— Begin —
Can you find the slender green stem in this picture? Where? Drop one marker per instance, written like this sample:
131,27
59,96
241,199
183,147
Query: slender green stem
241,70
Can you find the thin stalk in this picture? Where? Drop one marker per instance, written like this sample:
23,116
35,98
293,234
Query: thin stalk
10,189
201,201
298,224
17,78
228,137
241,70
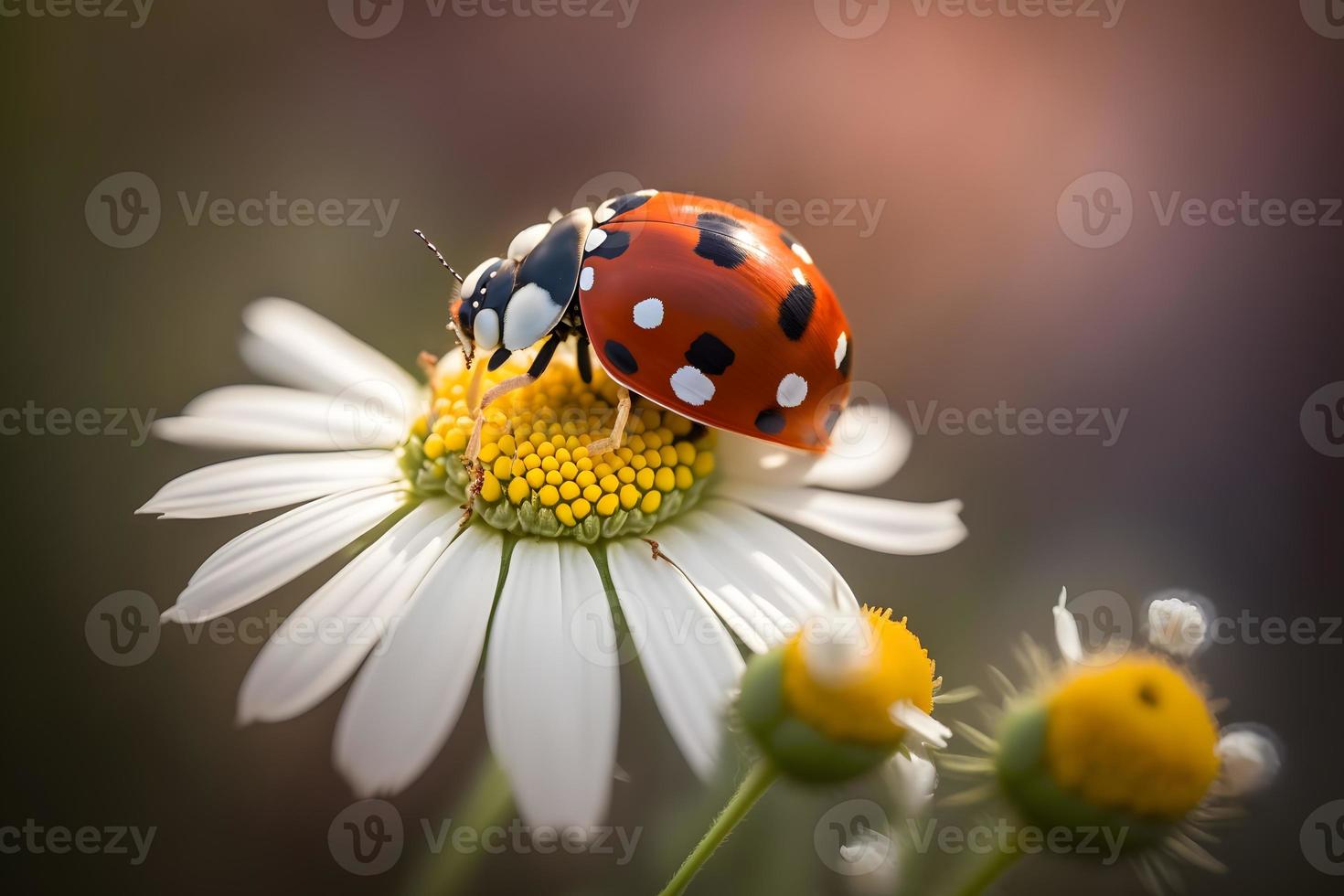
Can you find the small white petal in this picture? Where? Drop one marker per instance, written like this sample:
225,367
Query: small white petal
1176,626
406,700
687,656
331,633
265,558
878,524
293,346
269,481
551,703
1249,761
920,723
1066,630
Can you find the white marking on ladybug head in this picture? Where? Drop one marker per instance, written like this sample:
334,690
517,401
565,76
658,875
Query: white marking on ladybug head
527,240
486,329
648,314
595,238
528,316
792,389
474,280
691,386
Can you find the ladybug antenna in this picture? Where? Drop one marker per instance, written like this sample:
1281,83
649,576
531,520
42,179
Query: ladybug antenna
438,255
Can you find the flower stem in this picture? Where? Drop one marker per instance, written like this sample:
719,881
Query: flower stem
749,792
486,801
988,872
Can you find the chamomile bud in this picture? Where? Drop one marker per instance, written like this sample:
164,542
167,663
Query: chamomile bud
840,696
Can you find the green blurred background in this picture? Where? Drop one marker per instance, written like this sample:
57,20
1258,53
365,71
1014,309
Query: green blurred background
961,132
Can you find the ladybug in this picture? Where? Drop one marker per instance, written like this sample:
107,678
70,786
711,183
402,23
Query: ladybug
702,306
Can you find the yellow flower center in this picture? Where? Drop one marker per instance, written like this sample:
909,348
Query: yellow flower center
539,477
1135,736
844,678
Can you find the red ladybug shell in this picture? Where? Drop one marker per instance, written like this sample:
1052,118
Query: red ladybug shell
718,315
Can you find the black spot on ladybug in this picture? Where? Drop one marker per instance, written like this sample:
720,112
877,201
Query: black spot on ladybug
629,202
832,418
621,357
720,249
709,354
771,421
614,243
795,311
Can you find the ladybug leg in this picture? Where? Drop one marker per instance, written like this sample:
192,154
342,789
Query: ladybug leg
494,394
617,437
583,359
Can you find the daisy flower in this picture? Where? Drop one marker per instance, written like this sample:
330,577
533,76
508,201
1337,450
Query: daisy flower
1126,744
854,689
663,539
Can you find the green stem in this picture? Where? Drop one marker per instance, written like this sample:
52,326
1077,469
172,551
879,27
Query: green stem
749,792
488,799
989,870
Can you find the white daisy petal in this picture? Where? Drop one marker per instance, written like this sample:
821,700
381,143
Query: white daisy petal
687,656
1066,630
293,346
265,558
406,700
912,779
551,688
269,481
712,569
326,637
355,420
878,524
867,446
920,723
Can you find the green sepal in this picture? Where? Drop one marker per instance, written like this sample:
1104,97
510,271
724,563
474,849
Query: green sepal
1026,779
798,750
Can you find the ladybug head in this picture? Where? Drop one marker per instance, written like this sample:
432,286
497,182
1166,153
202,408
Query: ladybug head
480,308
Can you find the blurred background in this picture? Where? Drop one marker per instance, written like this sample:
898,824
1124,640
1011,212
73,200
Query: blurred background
998,199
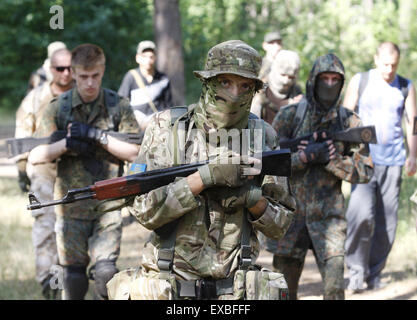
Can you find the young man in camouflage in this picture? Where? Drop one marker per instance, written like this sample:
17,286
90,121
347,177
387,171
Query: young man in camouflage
206,213
318,169
282,86
43,73
41,178
87,154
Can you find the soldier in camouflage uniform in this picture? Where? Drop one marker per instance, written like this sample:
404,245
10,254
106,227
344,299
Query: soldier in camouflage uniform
318,169
84,230
207,210
282,86
41,177
43,73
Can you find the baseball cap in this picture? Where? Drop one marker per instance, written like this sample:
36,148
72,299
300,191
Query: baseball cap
145,45
54,46
271,36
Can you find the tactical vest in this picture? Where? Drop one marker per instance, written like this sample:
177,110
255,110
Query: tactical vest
301,111
167,233
111,100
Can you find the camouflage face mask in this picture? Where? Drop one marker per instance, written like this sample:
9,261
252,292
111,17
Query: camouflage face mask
218,109
326,94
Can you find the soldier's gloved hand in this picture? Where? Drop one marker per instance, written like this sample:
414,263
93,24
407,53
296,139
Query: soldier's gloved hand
215,174
23,179
317,153
84,131
79,146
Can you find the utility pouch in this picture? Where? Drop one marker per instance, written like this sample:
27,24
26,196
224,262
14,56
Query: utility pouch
265,285
136,285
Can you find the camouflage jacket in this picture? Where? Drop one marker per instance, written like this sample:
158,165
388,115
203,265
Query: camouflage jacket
76,171
28,114
317,188
207,238
265,105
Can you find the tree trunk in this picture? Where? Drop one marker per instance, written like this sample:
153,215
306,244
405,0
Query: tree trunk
167,23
— End —
▸ Exercise
Return the whole listing, word for word, and leave out every picture.

▸ Written reply
Can you find the slender green stem in this picture? Where? Drop one marker per instance, written like this sample:
131,27
59,96
241,199
183,147
Query: slender green stem
241,70
Can you find the thin stalk in this picture? Where? Drop one marker per instance, written like this sample:
23,116
35,98
293,234
Query: thin stalk
10,189
201,201
298,224
17,78
228,137
241,70
Can you find the small white petal in this picture? Where? Drop one marker per instance, written like this sample:
225,367
Query: small white petal
1176,626
406,700
687,656
331,633
265,558
878,524
293,346
269,481
551,703
1249,761
920,723
1066,630
Can you find the white marking on ladybug head in this picture? Where? Drop one marker per instance, written like this sample:
334,690
517,401
565,76
658,875
Query: white marking on ladybug head
527,240
486,329
648,314
595,238
528,316
792,389
474,280
691,386
Can you find the ladybug antenna in this picture? Where? Drop one marker per instance, written like this sample:
1281,83
649,576
531,520
42,179
Query: ladybug antenna
438,255
Can you find the flower stem in this picture? Where? Drop one marker per instance, written like this sample:
719,881
Query: flower stem
749,792
486,801
988,872
Can you find the chamomile bud in this picture? Where? Drop one marker per instance, written like this sample:
164,542
167,663
Query: chamomile bud
840,696
Can you find the green blurred background in this picture? Where? Drop one marker per instance, written like this sample:
57,20
1258,53
365,71
1014,309
Query: green blurred background
961,132
Can you find the ladybug in this picture? Where? Drop one marker per instance, written like this sample:
107,678
70,786
711,183
402,23
Query: ladybug
702,306
Can you find the yellow flower center in this picture? Where? Drop one marker per instance, written like this sample:
909,348
Query: yellow flower center
539,477
1135,736
844,678
Can you find the red ladybug shell in this picture? Where? Drop one marker per instance, written like this sample:
1052,118
Query: red ladybug shell
718,315
Can you find the black spot on ladybug in this picture? Where? Drop one marker per instance, written like this sample:
720,112
877,201
Query: black spot on ladybug
629,202
832,418
621,357
720,249
709,354
771,421
614,243
795,311
Can you find the ladybug leg in this picture? Where? Drop one marker per instance, written like this sample:
192,154
342,789
Query: ladybug leg
494,394
617,437
583,359
Can you find the daisy flower in this picture? Where? Drop one marker per instance, written like this sample:
330,577
533,76
508,201
1337,450
Query: daisy flower
1126,744
854,689
663,539
Can you find the green stem in this picture? Where? Drop one marker per instance, written like this sample:
52,326
1077,469
172,551
879,27
Query: green stem
749,792
488,799
989,870
Can you find the white daisy petal in this picture? Where? Drop one marker per instance, written like this sample:
821,700
381,143
Query: white daisy petal
687,656
1066,630
293,346
265,558
406,700
912,779
551,688
269,481
712,569
326,637
355,420
878,524
867,446
920,723
Can you find the green sepal in this picture? Where? Drop one marker per instance, written like this sample:
1104,97
510,271
724,563
474,849
Query: green sepal
1026,779
798,750
Can you find the ladybug head in this picture? Where? Drop one marker per instance, written like this sample:
432,286
497,182
1166,153
202,408
Query: ladybug head
480,308
Can you find the blurred background in this picture? Where? Drop one marker per instance, written like this sample:
898,824
1124,640
1011,212
73,200
Query: blurred background
998,199
Can you find the young man in camouflage in this picture? Where? Drop one marker per instance, written like this sample:
17,286
90,121
347,177
387,171
Query: young man in camouflage
206,213
318,169
282,86
43,73
41,178
87,154
Can you find the soldier in camouflage uniform in this picture? Where? Drop one marker per instance, written like this sample:
404,245
10,254
106,227
344,299
Query: soldier in camouflage uniform
318,169
84,230
207,210
282,86
41,177
43,73
Can you find the baseball cap in this picture? Where? Drop one marker per instance, written like this sample:
36,148
72,299
300,191
Query: baseball cap
145,45
54,46
271,36
Can you find the tactical vest in this picture? Where? Drop one marker per instance, written like this sample:
177,110
255,110
Query: tactical vest
301,111
167,233
111,100
Can you find the camouflage face mask in this picture? Where? Drop one marker per instance, written like this sample:
9,261
252,292
111,17
Query: camouflage face mask
218,109
326,94
Can you find the soldier's gloved hand in this picture? Where? Drop one marker per instance, written like this sample:
414,263
93,24
407,53
296,139
Query: soldier's gloved hand
215,174
23,179
317,153
84,131
79,146
Can you find the utility pouch in this picture? Where? Drop one marker per instance, written like this sample:
27,24
26,196
224,262
14,56
Query: utility pouch
265,285
136,285
Can you find the camouflage jacket in this picture? Where? Drop one marker per instance, written like this sample:
158,165
388,115
203,265
Query: camouflage jacket
76,171
28,114
317,188
207,238
265,105
Can you find the tree trunk in this picture? Where? Drop one marker per instance, written like this sample:
153,215
306,244
405,0
Query: tree trunk
167,23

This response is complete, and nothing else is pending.